→ PROBLEM REQUIREMENTS: Copy out every line of the data below without changing anything, but leave out the pictures.

→ DATA ENTRIES:

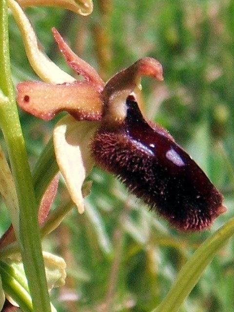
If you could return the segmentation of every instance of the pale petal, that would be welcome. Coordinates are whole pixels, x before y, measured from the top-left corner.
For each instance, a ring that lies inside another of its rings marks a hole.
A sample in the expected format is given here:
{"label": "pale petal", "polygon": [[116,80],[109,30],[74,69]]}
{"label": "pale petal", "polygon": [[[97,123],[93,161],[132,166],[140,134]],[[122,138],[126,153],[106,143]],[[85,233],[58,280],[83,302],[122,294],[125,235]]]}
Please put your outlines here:
{"label": "pale petal", "polygon": [[63,286],[66,277],[66,262],[61,257],[45,252],[43,252],[43,257],[49,291]]}
{"label": "pale petal", "polygon": [[101,97],[85,82],[53,85],[27,81],[17,85],[17,101],[23,110],[45,120],[66,111],[78,120],[99,120],[102,113]]}
{"label": "pale petal", "polygon": [[92,0],[17,0],[22,7],[57,6],[70,10],[77,14],[86,16],[92,13]]}
{"label": "pale petal", "polygon": [[67,116],[59,120],[54,130],[56,160],[71,197],[80,214],[84,210],[82,186],[94,164],[89,144],[99,125],[98,122],[78,122]]}
{"label": "pale petal", "polygon": [[32,67],[42,80],[51,83],[73,82],[75,78],[61,70],[45,54],[23,10],[14,0],[8,5],[22,34],[26,53]]}
{"label": "pale petal", "polygon": [[93,84],[99,91],[102,91],[104,83],[96,70],[73,52],[56,28],[52,28],[52,32],[61,53],[70,67],[83,76],[87,82]]}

→ RESULT FOR THIS TASK:
If you could return the segmentation of every instance of the pale petal, that would be welcome. Coordinates are whole pixels, x before y, measured from the top-left corner.
For each instance, a ring that lies inside another of its rings marks a hole.
A sample in the expected format is given here:
{"label": "pale petal", "polygon": [[116,80],[109,30],[74,69]]}
{"label": "pale petal", "polygon": [[[97,123],[93,161],[132,166],[140,134]],[[122,138],[126,153],[106,143]],[[85,233],[58,280],[83,302],[122,294],[125,235]]]}
Please put your outlines here:
{"label": "pale petal", "polygon": [[63,286],[66,277],[66,262],[61,257],[45,252],[43,252],[43,257],[49,291]]}
{"label": "pale petal", "polygon": [[101,97],[85,82],[53,85],[27,81],[17,85],[17,101],[23,110],[45,120],[66,111],[78,120],[99,120],[102,113]]}
{"label": "pale petal", "polygon": [[92,0],[17,0],[22,7],[57,6],[70,10],[77,14],[86,16],[92,13]]}
{"label": "pale petal", "polygon": [[67,116],[59,120],[54,130],[56,160],[71,197],[80,214],[84,210],[82,186],[94,164],[89,144],[99,125],[98,122],[78,122]]}
{"label": "pale petal", "polygon": [[32,67],[42,80],[51,83],[73,82],[75,78],[61,70],[45,54],[23,10],[14,0],[8,5],[22,34],[26,53]]}
{"label": "pale petal", "polygon": [[93,84],[99,91],[102,91],[104,83],[96,70],[73,52],[56,28],[52,28],[52,32],[61,53],[70,67],[83,76],[87,82]]}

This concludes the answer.